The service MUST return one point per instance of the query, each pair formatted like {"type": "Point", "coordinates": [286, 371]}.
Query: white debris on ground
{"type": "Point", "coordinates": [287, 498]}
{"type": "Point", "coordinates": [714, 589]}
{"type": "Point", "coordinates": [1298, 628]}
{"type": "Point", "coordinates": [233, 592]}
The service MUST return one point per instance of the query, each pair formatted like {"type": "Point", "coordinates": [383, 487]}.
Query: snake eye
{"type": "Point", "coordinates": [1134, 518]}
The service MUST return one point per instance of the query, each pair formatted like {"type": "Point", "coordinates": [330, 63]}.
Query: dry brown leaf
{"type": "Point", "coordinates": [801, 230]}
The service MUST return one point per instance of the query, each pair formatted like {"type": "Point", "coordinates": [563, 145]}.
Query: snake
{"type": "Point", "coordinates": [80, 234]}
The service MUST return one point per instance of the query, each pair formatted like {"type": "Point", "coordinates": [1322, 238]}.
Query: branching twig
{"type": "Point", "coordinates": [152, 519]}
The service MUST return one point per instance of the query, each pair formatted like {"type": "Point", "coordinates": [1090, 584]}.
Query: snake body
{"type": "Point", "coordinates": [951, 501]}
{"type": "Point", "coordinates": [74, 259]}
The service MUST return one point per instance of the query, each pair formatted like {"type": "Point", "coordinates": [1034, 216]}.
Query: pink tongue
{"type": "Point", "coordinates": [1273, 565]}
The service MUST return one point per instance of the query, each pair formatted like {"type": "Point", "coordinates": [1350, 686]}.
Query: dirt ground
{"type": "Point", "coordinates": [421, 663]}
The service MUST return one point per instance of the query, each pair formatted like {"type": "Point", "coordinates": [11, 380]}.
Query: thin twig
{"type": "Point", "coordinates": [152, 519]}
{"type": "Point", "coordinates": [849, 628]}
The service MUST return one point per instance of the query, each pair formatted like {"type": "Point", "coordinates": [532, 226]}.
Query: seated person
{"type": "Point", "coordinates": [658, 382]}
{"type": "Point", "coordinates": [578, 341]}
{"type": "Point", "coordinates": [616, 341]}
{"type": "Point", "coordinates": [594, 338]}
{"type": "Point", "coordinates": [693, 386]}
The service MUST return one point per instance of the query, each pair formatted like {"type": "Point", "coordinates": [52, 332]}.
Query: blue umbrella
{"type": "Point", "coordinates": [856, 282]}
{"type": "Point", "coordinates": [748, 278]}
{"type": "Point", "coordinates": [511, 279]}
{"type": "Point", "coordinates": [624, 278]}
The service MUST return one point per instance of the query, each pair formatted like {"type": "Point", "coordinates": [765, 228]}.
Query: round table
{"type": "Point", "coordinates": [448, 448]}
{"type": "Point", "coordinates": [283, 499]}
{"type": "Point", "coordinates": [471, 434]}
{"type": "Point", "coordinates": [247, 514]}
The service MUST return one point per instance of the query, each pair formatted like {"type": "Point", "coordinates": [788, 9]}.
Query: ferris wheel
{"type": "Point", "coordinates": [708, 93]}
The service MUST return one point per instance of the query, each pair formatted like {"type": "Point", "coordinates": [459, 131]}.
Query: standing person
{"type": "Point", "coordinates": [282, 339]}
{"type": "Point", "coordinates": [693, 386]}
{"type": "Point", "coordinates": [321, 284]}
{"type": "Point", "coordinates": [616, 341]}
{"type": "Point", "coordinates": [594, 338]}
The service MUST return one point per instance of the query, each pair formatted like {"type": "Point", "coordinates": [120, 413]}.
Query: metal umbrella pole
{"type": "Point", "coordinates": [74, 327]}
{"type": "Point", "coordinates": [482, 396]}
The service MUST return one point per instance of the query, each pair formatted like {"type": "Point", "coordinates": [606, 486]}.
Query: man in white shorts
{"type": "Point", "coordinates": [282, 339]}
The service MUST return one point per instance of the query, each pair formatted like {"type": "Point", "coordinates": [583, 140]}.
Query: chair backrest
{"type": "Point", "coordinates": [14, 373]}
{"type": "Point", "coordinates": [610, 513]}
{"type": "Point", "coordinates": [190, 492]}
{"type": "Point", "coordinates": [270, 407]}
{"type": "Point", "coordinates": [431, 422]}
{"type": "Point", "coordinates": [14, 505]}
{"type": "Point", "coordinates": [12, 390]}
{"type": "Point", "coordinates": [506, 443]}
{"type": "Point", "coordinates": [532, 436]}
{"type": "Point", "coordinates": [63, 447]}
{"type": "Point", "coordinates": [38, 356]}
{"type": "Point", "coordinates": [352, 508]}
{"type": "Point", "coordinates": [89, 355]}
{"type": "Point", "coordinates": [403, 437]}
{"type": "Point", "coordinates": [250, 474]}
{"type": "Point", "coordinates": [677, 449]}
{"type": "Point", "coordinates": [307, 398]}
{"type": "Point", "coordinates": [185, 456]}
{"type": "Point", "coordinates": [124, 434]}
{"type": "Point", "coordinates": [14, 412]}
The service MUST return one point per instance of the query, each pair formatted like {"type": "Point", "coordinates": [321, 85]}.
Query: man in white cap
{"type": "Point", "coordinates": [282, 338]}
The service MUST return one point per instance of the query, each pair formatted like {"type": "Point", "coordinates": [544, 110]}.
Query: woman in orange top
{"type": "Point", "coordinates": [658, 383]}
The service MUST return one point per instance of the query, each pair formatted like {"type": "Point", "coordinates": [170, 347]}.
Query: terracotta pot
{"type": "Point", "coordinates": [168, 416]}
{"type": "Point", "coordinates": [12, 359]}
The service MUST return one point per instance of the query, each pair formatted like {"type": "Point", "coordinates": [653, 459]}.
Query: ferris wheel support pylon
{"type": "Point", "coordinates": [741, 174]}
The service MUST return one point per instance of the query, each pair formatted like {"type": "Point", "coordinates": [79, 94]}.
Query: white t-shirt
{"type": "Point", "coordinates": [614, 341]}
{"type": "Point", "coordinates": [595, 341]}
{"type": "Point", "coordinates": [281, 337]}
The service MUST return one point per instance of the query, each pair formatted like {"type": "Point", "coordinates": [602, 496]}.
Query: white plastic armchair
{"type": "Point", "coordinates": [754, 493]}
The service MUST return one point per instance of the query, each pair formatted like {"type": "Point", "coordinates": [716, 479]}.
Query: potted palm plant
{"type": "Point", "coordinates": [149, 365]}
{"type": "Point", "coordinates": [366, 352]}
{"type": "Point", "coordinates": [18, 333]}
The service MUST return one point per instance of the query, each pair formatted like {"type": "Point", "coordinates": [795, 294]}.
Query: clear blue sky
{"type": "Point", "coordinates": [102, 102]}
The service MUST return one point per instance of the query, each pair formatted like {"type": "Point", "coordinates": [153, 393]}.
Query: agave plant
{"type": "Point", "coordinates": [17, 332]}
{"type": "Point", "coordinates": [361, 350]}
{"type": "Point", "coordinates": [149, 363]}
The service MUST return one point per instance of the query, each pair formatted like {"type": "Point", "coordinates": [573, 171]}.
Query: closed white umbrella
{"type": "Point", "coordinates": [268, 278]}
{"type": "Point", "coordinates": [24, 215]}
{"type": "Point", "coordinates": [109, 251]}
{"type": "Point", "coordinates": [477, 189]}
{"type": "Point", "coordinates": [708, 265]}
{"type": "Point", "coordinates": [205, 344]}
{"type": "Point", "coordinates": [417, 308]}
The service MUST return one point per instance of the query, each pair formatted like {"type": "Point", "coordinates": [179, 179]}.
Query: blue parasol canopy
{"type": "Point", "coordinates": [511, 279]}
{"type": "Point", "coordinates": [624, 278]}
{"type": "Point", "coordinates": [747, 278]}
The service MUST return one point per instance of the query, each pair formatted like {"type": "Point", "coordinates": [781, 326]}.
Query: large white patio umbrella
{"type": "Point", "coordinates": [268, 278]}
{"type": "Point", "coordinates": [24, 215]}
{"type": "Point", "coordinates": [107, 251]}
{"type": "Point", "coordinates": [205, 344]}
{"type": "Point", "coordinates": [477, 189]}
■ ■ ■ ■
- WHAT YOU HAVE TO DO -
Restate every record exactly, leaving nothing out.

- SOLUTION FOR THIS PROBLEM -
The service MUST return one point per instance of the query, each pair formatted like {"type": "Point", "coordinates": [286, 371]}.
Query: white debris on ground
{"type": "Point", "coordinates": [287, 498]}
{"type": "Point", "coordinates": [714, 589]}
{"type": "Point", "coordinates": [1298, 628]}
{"type": "Point", "coordinates": [233, 592]}
The service MUST return one point per instance of the query, each pair formatted like {"type": "Point", "coordinates": [383, 487]}.
Query: snake eye
{"type": "Point", "coordinates": [1134, 518]}
The service MUST return one point per instance of the query, each pair formatted like {"type": "Point", "coordinates": [330, 63]}.
Query: dry brown leaf
{"type": "Point", "coordinates": [801, 230]}
The service MUST return one point per instance of the query, each pair formatted like {"type": "Point", "coordinates": [563, 145]}.
Query: snake
{"type": "Point", "coordinates": [80, 234]}
The service MUST return one point per instance of the query, each pair formatted like {"type": "Point", "coordinates": [1322, 238]}.
Query: branching twig
{"type": "Point", "coordinates": [152, 519]}
The service MUST return one point per instance of the query, each pair formatted like {"type": "Point", "coordinates": [1090, 584]}.
Query: snake body
{"type": "Point", "coordinates": [951, 501]}
{"type": "Point", "coordinates": [74, 259]}
The service MUST return one point per instance of the query, each pair formatted like {"type": "Point", "coordinates": [1034, 216]}.
Query: pink tongue
{"type": "Point", "coordinates": [1273, 565]}
The service MUST return one point per instance of the query, each pair formatted like {"type": "Point", "coordinates": [1350, 686]}.
Query: dirt ground
{"type": "Point", "coordinates": [421, 663]}
The service MUST return one point per instance of the query, each pair formatted like {"type": "Point", "coordinates": [11, 380]}.
Query: thin twig
{"type": "Point", "coordinates": [152, 519]}
{"type": "Point", "coordinates": [849, 628]}
The service MUST return one point per instance of the query, each pair formatted like {"type": "Point", "coordinates": [532, 226]}.
Query: seated person
{"type": "Point", "coordinates": [658, 382]}
{"type": "Point", "coordinates": [578, 341]}
{"type": "Point", "coordinates": [616, 341]}
{"type": "Point", "coordinates": [594, 338]}
{"type": "Point", "coordinates": [693, 386]}
The service MUST return one point per instance of the query, each pair formatted like {"type": "Point", "coordinates": [52, 332]}.
Query: blue umbrella
{"type": "Point", "coordinates": [856, 282]}
{"type": "Point", "coordinates": [748, 278]}
{"type": "Point", "coordinates": [511, 279]}
{"type": "Point", "coordinates": [624, 278]}
The service MUST return one point per instance of the query, each pair formatted like {"type": "Point", "coordinates": [765, 228]}.
Query: round table
{"type": "Point", "coordinates": [448, 448]}
{"type": "Point", "coordinates": [283, 499]}
{"type": "Point", "coordinates": [471, 434]}
{"type": "Point", "coordinates": [247, 514]}
The service MUST return one point per instance of the query, each pair formatted like {"type": "Point", "coordinates": [788, 9]}.
Query: ferris wheel
{"type": "Point", "coordinates": [708, 93]}
The service MUST return one point per instance of the query, each pair formatted like {"type": "Point", "coordinates": [459, 131]}.
Query: standing person
{"type": "Point", "coordinates": [282, 339]}
{"type": "Point", "coordinates": [693, 386]}
{"type": "Point", "coordinates": [321, 284]}
{"type": "Point", "coordinates": [616, 341]}
{"type": "Point", "coordinates": [594, 338]}
The service MUST return one point per instance of the query, each pair formatted like {"type": "Point", "coordinates": [120, 413]}.
Query: metal umbrella pole
{"type": "Point", "coordinates": [74, 327]}
{"type": "Point", "coordinates": [482, 396]}
The service MUST return one point per instance of the query, each pair formatted like {"type": "Point", "coordinates": [606, 486]}.
Query: man in white shorts
{"type": "Point", "coordinates": [282, 339]}
The service MUST return one point per instance of the query, each pair formatted like {"type": "Point", "coordinates": [583, 140]}.
Query: chair backrest
{"type": "Point", "coordinates": [14, 373]}
{"type": "Point", "coordinates": [610, 513]}
{"type": "Point", "coordinates": [190, 492]}
{"type": "Point", "coordinates": [270, 407]}
{"type": "Point", "coordinates": [431, 422]}
{"type": "Point", "coordinates": [14, 505]}
{"type": "Point", "coordinates": [12, 390]}
{"type": "Point", "coordinates": [506, 443]}
{"type": "Point", "coordinates": [532, 436]}
{"type": "Point", "coordinates": [63, 447]}
{"type": "Point", "coordinates": [38, 356]}
{"type": "Point", "coordinates": [352, 508]}
{"type": "Point", "coordinates": [89, 355]}
{"type": "Point", "coordinates": [403, 437]}
{"type": "Point", "coordinates": [250, 474]}
{"type": "Point", "coordinates": [677, 449]}
{"type": "Point", "coordinates": [307, 398]}
{"type": "Point", "coordinates": [185, 456]}
{"type": "Point", "coordinates": [124, 434]}
{"type": "Point", "coordinates": [14, 412]}
The service MUST return one point per instance of the query, each pair formatted like {"type": "Point", "coordinates": [321, 85]}.
Query: man in white cap
{"type": "Point", "coordinates": [282, 338]}
The service MUST return one point per instance of the query, each pair formatted like {"type": "Point", "coordinates": [544, 110]}.
Query: woman in orange top
{"type": "Point", "coordinates": [658, 383]}
The service MUST return one point per instance of the query, each pair formatted like {"type": "Point", "coordinates": [170, 347]}.
Query: terracotta pot
{"type": "Point", "coordinates": [168, 416]}
{"type": "Point", "coordinates": [12, 359]}
The service MUST return one point per instance of the query, each pair formatted like {"type": "Point", "coordinates": [653, 459]}.
Query: ferris wheel support pylon
{"type": "Point", "coordinates": [741, 174]}
The service MUST return one point per instance of the query, each pair formatted like {"type": "Point", "coordinates": [79, 94]}.
Query: white t-shirt
{"type": "Point", "coordinates": [614, 341]}
{"type": "Point", "coordinates": [595, 341]}
{"type": "Point", "coordinates": [281, 337]}
The service MUST return one point per instance of the query, each pair formatted like {"type": "Point", "coordinates": [602, 496]}.
Query: white plastic armchair
{"type": "Point", "coordinates": [754, 493]}
The service MUST return one point per instance of the query, each pair formatted like {"type": "Point", "coordinates": [716, 479]}.
Query: potted palm plant
{"type": "Point", "coordinates": [149, 365]}
{"type": "Point", "coordinates": [366, 352]}
{"type": "Point", "coordinates": [18, 333]}
The service MUST return one point per instance of the query, each pair formatted like {"type": "Point", "coordinates": [795, 294]}.
Query: clear blue sky
{"type": "Point", "coordinates": [102, 102]}
The service MUST return one point per instance of the query, each pair formatted like {"type": "Point", "coordinates": [153, 393]}.
Query: agave plant
{"type": "Point", "coordinates": [17, 332]}
{"type": "Point", "coordinates": [361, 350]}
{"type": "Point", "coordinates": [149, 363]}
The service MUST return one point per instance of the query, each pair formatted like {"type": "Point", "coordinates": [573, 171]}.
Query: closed white umbrella
{"type": "Point", "coordinates": [268, 278]}
{"type": "Point", "coordinates": [24, 215]}
{"type": "Point", "coordinates": [109, 251]}
{"type": "Point", "coordinates": [477, 189]}
{"type": "Point", "coordinates": [708, 265]}
{"type": "Point", "coordinates": [205, 344]}
{"type": "Point", "coordinates": [417, 308]}
The service MUST return one point per instance of the query, each pair formatted like {"type": "Point", "coordinates": [179, 179]}.
Query: blue parasol canopy
{"type": "Point", "coordinates": [511, 279]}
{"type": "Point", "coordinates": [624, 278]}
{"type": "Point", "coordinates": [747, 278]}
The service MUST return one point per instance of the query, each pair formatted like {"type": "Point", "coordinates": [781, 326]}.
Query: large white patio umbrella
{"type": "Point", "coordinates": [268, 278]}
{"type": "Point", "coordinates": [24, 215]}
{"type": "Point", "coordinates": [107, 251]}
{"type": "Point", "coordinates": [205, 344]}
{"type": "Point", "coordinates": [477, 189]}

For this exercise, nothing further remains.